Segment Start: Data supplied

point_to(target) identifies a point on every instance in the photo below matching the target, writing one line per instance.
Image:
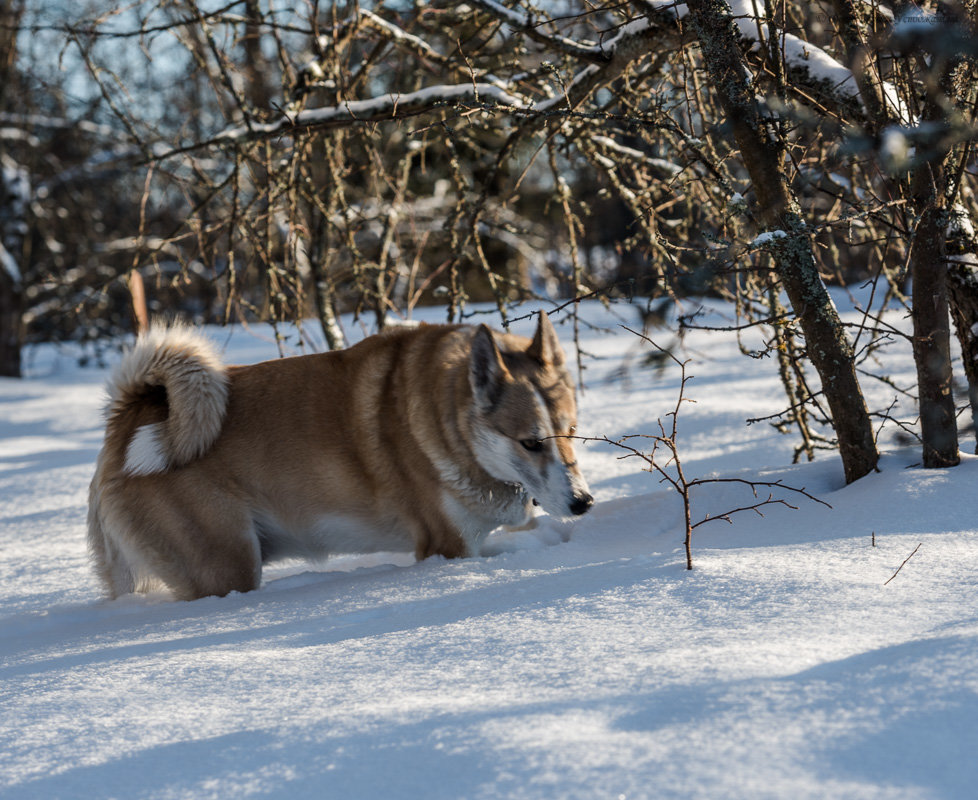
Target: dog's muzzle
(581, 503)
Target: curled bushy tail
(179, 367)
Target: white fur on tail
(186, 364)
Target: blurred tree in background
(254, 160)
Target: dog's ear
(546, 346)
(487, 372)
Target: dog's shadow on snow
(357, 597)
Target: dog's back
(207, 471)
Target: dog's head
(525, 411)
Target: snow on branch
(376, 109)
(804, 59)
(527, 24)
(402, 37)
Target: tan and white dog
(424, 438)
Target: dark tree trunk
(931, 328)
(962, 285)
(12, 206)
(762, 150)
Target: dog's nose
(582, 502)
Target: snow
(766, 238)
(575, 660)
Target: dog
(425, 439)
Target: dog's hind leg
(111, 565)
(207, 554)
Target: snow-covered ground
(576, 660)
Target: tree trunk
(762, 150)
(931, 329)
(13, 207)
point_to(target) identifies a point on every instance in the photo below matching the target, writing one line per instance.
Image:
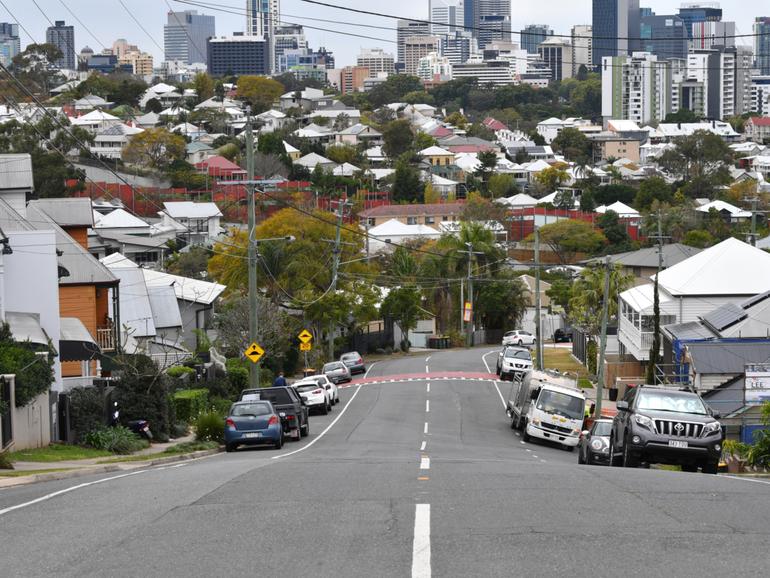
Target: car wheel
(629, 461)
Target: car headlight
(644, 421)
(711, 428)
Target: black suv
(668, 426)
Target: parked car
(666, 425)
(289, 405)
(354, 361)
(594, 444)
(512, 361)
(519, 337)
(316, 396)
(562, 336)
(337, 372)
(252, 423)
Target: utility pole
(538, 318)
(252, 247)
(603, 338)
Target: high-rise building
(239, 54)
(533, 35)
(557, 54)
(582, 47)
(185, 36)
(10, 44)
(407, 29)
(63, 37)
(762, 44)
(377, 61)
(664, 36)
(416, 47)
(692, 12)
(636, 87)
(616, 25)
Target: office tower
(63, 37)
(616, 25)
(415, 48)
(10, 44)
(185, 36)
(557, 54)
(762, 44)
(582, 47)
(636, 88)
(693, 12)
(407, 29)
(533, 35)
(377, 61)
(665, 36)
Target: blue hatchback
(253, 423)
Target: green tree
(568, 237)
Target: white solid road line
(323, 433)
(421, 545)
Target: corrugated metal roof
(16, 172)
(727, 358)
(67, 212)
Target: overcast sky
(107, 19)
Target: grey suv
(667, 426)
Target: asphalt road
(412, 477)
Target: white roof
(190, 210)
(723, 206)
(621, 209)
(730, 268)
(119, 219)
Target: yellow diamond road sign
(305, 336)
(254, 352)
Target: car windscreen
(561, 404)
(251, 409)
(673, 401)
(602, 428)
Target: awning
(26, 327)
(75, 342)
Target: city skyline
(108, 27)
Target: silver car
(337, 372)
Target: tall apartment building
(533, 35)
(582, 47)
(664, 36)
(10, 43)
(762, 44)
(415, 48)
(616, 25)
(377, 61)
(63, 37)
(557, 54)
(636, 87)
(407, 29)
(186, 34)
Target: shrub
(118, 440)
(210, 427)
(188, 403)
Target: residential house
(417, 214)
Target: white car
(328, 385)
(519, 337)
(316, 396)
(513, 361)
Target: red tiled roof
(414, 210)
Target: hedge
(189, 403)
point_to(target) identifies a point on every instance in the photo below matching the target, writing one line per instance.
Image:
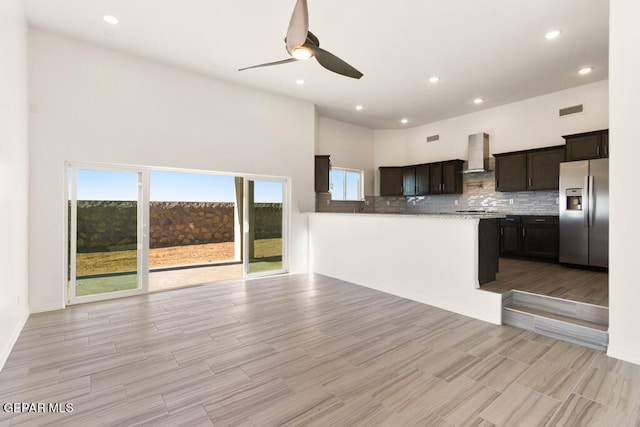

Segment End: Data supplied

Problem requirements: Exact repetition of all entries is required. The pictures should not appear.

Completed task:
point_to(target) identifies a point on every instance in the photo below matching the target, writing one line per instance.
Image:
Target: dog's muzzle
(581, 503)
Target: curled bushy tail
(179, 367)
Target: white fur on tail
(186, 364)
Target: blurred tree in background
(254, 160)
Target: dog's ear
(546, 346)
(487, 372)
Target: dog's shadow on snow
(357, 597)
Target: dog's back
(207, 471)
Target: dog's head
(525, 411)
Target: snow on branch
(376, 109)
(804, 59)
(527, 24)
(402, 37)
Target: tan and white dog
(424, 438)
Target: dark tree trunk
(931, 328)
(962, 285)
(12, 206)
(762, 150)
Target: dog's nose
(582, 502)
Target: snow
(766, 238)
(575, 660)
Target: dog
(425, 439)
Target: dog's hind leg
(111, 565)
(207, 554)
Target: snow-covered ground
(576, 660)
Target: tree trunk
(762, 150)
(931, 329)
(13, 207)
point_to(target) identifies a point on every instance in the photo below matching the target, writing one line per instance.
Image:
Target: car wheel
(629, 461)
Target: car headlight
(644, 421)
(711, 428)
Target: black suv
(668, 426)
Target: parked car
(666, 425)
(289, 405)
(354, 361)
(594, 444)
(512, 361)
(519, 337)
(316, 396)
(562, 336)
(337, 372)
(252, 423)
Target: utility pole
(538, 318)
(252, 247)
(603, 338)
Target: high-rise building
(239, 54)
(533, 35)
(557, 54)
(582, 47)
(185, 36)
(10, 44)
(407, 29)
(63, 37)
(762, 44)
(377, 61)
(664, 36)
(416, 47)
(692, 12)
(636, 87)
(616, 25)
Target: office tower
(63, 37)
(616, 25)
(415, 48)
(10, 44)
(185, 36)
(557, 54)
(762, 44)
(582, 47)
(636, 88)
(693, 12)
(407, 29)
(533, 35)
(377, 61)
(665, 36)
Target: blue hatchback
(253, 423)
Target: green tree
(568, 237)
Target: white solid road line
(323, 433)
(421, 545)
Target: corrugated metal roof
(16, 172)
(727, 358)
(67, 212)
Target: overcast sky
(107, 19)
Target: grey suv
(667, 426)
Target: asphalt road
(412, 477)
Target: white roof
(190, 210)
(723, 206)
(621, 209)
(730, 268)
(119, 219)
Target: yellow diamond road sign
(305, 336)
(254, 352)
Target: car windscreen
(561, 404)
(251, 409)
(673, 401)
(602, 428)
Target: awning
(26, 327)
(75, 342)
Target: city skyline
(108, 27)
Target: silver car
(337, 372)
Target: tall apartment building
(533, 35)
(582, 47)
(664, 36)
(10, 43)
(762, 44)
(415, 48)
(616, 25)
(377, 61)
(63, 37)
(557, 54)
(636, 87)
(407, 29)
(186, 34)
Target: shrub
(118, 440)
(210, 427)
(188, 403)
Target: residential house
(417, 214)
Target: white car
(328, 385)
(519, 337)
(316, 396)
(513, 361)
Target: red tiled roof
(414, 210)
Target: hedge
(189, 403)
point_to(target) identifies a point on every instance in the photo below matching the target, writing one line per instance.
Image:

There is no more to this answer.